Exercise inputs -
---

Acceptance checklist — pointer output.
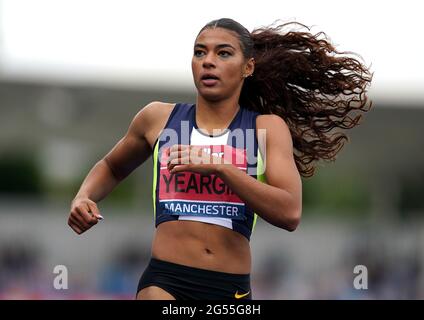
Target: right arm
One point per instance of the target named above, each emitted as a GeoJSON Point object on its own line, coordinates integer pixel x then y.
{"type": "Point", "coordinates": [129, 153]}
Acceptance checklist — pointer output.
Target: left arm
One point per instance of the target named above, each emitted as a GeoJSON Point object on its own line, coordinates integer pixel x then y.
{"type": "Point", "coordinates": [279, 201]}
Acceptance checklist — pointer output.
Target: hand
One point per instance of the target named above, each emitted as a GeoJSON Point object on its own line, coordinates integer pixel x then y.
{"type": "Point", "coordinates": [192, 158]}
{"type": "Point", "coordinates": [84, 214]}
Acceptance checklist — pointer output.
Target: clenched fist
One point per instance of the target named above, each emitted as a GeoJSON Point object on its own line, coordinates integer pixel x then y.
{"type": "Point", "coordinates": [84, 214]}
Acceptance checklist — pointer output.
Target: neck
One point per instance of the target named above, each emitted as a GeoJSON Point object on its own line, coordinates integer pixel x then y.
{"type": "Point", "coordinates": [215, 115]}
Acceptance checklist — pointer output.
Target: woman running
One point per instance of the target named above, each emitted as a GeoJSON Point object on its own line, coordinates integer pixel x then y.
{"type": "Point", "coordinates": [266, 103]}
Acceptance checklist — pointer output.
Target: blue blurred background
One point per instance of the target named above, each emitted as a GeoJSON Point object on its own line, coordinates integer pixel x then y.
{"type": "Point", "coordinates": [74, 73]}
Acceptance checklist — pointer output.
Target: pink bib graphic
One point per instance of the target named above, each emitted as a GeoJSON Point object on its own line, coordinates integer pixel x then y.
{"type": "Point", "coordinates": [188, 193]}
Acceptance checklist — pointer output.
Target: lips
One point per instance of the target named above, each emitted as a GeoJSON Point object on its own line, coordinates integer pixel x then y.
{"type": "Point", "coordinates": [209, 79]}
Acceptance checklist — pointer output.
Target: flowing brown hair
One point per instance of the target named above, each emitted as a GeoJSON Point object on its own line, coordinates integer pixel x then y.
{"type": "Point", "coordinates": [302, 78]}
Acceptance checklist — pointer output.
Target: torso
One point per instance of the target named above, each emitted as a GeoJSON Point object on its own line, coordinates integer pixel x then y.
{"type": "Point", "coordinates": [194, 243]}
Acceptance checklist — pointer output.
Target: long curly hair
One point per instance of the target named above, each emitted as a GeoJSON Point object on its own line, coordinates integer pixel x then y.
{"type": "Point", "coordinates": [302, 78]}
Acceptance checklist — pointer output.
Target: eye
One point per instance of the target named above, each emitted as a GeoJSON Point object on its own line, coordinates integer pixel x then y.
{"type": "Point", "coordinates": [224, 54]}
{"type": "Point", "coordinates": [198, 53]}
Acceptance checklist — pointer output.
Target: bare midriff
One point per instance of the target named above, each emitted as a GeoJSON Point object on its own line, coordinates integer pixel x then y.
{"type": "Point", "coordinates": [202, 245]}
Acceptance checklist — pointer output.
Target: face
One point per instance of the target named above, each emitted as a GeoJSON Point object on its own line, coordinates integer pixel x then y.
{"type": "Point", "coordinates": [218, 65]}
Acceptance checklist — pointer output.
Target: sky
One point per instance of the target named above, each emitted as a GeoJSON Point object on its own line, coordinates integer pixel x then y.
{"type": "Point", "coordinates": [145, 44]}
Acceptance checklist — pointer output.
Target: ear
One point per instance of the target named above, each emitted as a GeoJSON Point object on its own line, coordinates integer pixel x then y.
{"type": "Point", "coordinates": [249, 67]}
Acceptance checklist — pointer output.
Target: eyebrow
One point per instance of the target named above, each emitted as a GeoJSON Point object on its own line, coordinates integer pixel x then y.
{"type": "Point", "coordinates": [219, 46]}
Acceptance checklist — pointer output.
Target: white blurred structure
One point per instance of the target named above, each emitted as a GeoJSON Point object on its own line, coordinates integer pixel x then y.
{"type": "Point", "coordinates": [139, 44]}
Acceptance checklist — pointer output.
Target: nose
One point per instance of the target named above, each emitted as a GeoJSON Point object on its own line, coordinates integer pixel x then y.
{"type": "Point", "coordinates": [209, 60]}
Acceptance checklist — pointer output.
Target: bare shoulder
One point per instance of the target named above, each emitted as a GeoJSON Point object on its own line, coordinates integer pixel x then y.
{"type": "Point", "coordinates": [264, 121]}
{"type": "Point", "coordinates": [155, 110]}
{"type": "Point", "coordinates": [151, 119]}
{"type": "Point", "coordinates": [274, 126]}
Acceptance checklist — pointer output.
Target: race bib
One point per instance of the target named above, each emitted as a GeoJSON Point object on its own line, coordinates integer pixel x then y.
{"type": "Point", "coordinates": [194, 194]}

---

Task brief - Find every line in the entries that contains the word "blurred", and copy each of those lines.

Exercise response -
Target: blue blurred background
Target: white blurred structure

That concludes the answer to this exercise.